▸ Seçilmiş alıntı:

■ ■ ■

Gaziosmanpaşa Üniversitesi Fen-Edebiyat Fakültesi / Türkiye
Memlûkler döneminde iç ticaret oldukça hareketli ve canlıydı. Başta Kahire olmak üzere Mısır, büyük çarşılarıyla dünyaca ün yapmıştı. Memlûkler döneminde her çeşit malın ayrı ayrı satıldığı müstakil çarşılar vardı.1 Mesela Mısır’da sebze ve meyvelerin satıldığı özel pazarlar kurulurdu. Buraya “Darü’t-tüffah” veya “Daru’l-fâkihe” denirdi. 1339’dan sonra bazıları üzeri kapalı olarak inşa edilen, bu pazarlar da Şam’dan getirilen sebze ve meyveler satılırdı. Kahire ve civarına sebze ve meyve dağıtımı bu merkezi pazarlardan yapılıyordu.

■ ■ ■

▸ Verilen alıştırma A: Kayıtlarda "strap shown in this photograph." ifadesini içeren satırdan başlayıp "(255, 1046)" ifadesini içeren satırla biten satırları, istekler dahil, yalnızca bunları yeniden yazar mısın? Yazarken yanıtlardaki her koordinat değerini 119 kaydır.

■ ■ ■

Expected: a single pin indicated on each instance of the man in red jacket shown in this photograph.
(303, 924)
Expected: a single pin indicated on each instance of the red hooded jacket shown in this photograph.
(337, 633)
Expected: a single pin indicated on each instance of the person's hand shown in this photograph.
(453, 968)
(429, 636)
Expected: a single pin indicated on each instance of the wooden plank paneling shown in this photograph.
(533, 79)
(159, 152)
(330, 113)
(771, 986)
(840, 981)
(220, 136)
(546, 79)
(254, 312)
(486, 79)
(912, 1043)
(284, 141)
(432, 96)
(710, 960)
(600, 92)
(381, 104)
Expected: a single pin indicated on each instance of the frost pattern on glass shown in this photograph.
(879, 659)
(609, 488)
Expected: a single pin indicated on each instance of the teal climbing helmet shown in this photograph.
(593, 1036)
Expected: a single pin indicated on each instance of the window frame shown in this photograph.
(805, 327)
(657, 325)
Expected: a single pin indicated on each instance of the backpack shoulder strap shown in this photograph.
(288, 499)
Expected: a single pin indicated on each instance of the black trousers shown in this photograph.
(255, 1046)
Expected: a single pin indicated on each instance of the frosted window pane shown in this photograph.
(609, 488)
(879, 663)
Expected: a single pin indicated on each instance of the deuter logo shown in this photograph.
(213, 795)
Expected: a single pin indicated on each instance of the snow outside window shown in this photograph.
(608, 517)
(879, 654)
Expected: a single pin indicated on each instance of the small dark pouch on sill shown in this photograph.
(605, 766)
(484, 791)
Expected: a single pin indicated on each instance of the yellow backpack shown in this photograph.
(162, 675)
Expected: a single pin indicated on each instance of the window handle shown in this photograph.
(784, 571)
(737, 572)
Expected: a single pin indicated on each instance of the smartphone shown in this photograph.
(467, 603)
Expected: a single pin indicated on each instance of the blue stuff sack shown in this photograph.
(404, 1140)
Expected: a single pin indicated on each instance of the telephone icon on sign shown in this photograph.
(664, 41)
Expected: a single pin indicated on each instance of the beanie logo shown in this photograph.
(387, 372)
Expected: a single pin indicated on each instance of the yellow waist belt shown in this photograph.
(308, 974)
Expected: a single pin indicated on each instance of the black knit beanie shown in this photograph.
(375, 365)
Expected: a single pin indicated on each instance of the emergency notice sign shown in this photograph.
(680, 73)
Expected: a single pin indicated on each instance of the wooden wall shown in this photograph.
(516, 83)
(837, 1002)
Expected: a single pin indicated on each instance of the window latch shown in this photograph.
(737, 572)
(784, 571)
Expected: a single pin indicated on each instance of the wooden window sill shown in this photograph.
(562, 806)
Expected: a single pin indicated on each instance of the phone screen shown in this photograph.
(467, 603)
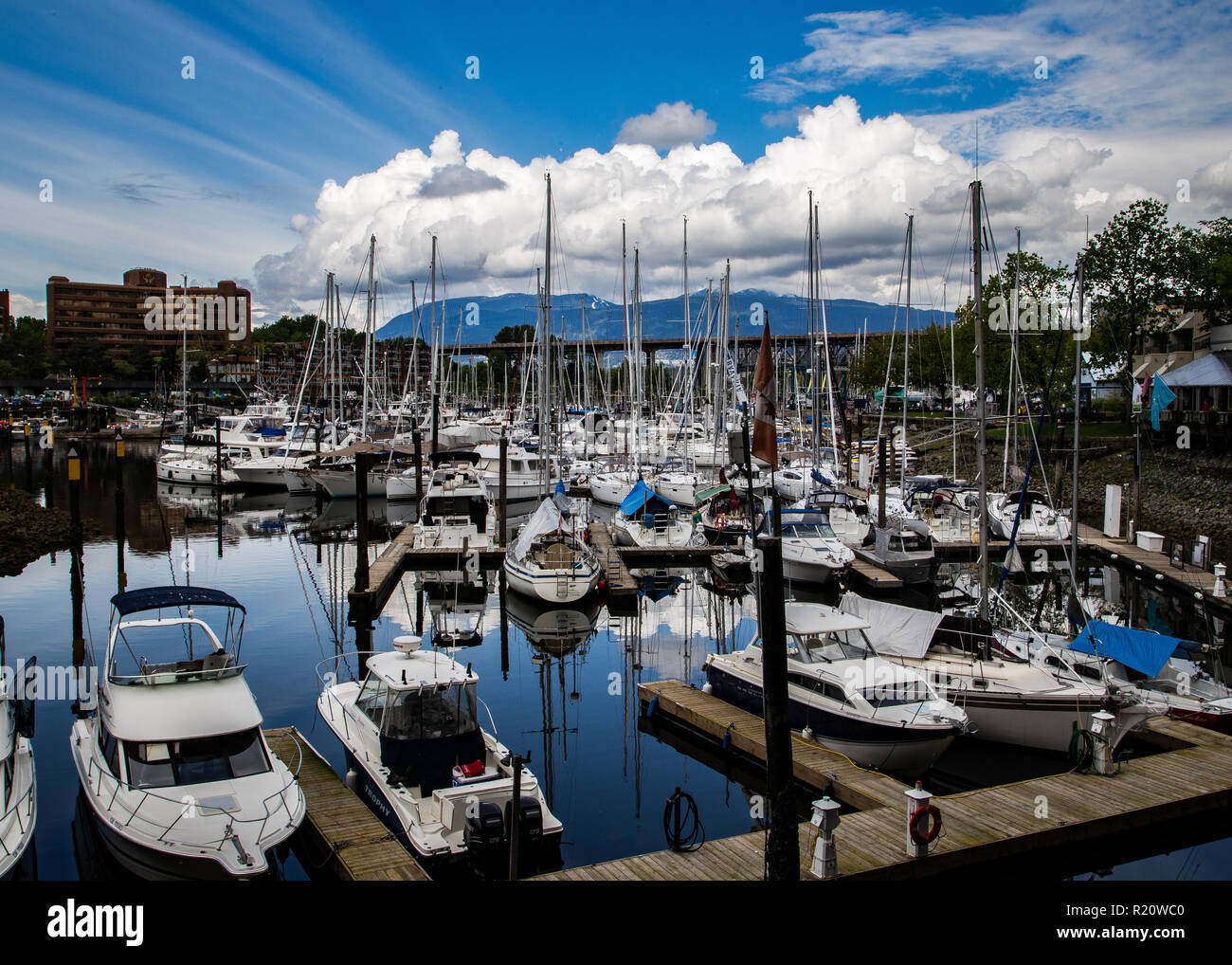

■ ■ ■

▸ Verilen alıştırma B: Memlûkler dönemindeki iç ticareti anlatan metnin "Gaziosmanpaşa Üniversitesi Fen-Edebiyat" ile başlayıp "merkezi pazarlardan yapılıyordu." ile biten kısmını aynen tekrarlar mısın?

▸ Alıştırma sonucu A:
Expected: a single pin indicated on each instance of the backpack shoulder strap shown in this photograph.
(407, 618)
Expected: a single pin indicated on each instance of the black trousers shown in this photograph.
(374, 1165)

▸ Alıştırma sonucu B:
Gaziosmanpaşa Üniversitesi Fen-Edebiyat Fakültesi / Türkiye
Memlûkler döneminde iç ticaret oldukça hareketli ve canlıydı. Başta Kahire olmak üzere Mısır, büyük çarşılarıyla dünyaca ün yapmıştı. Memlûkler döneminde her çeşit malın ayrı ayrı satıldığı müstakil çarşılar vardı.1 Mesela Mısır’da sebze ve meyvelerin satıldığı özel pazarlar kurulurdu. Buraya “Darü’t-tüffah” veya “Daru’l-fâkihe” denirdi. 1339’dan sonra bazıları üzeri kapalı olarak inşa edilen, bu pazarlar da Şam’dan getirilen sebze ve meyveler satılırdı. Kahire ve civarına sebze ve meyve dağıtımı bu merkezi pazarlardan yapılıyordu.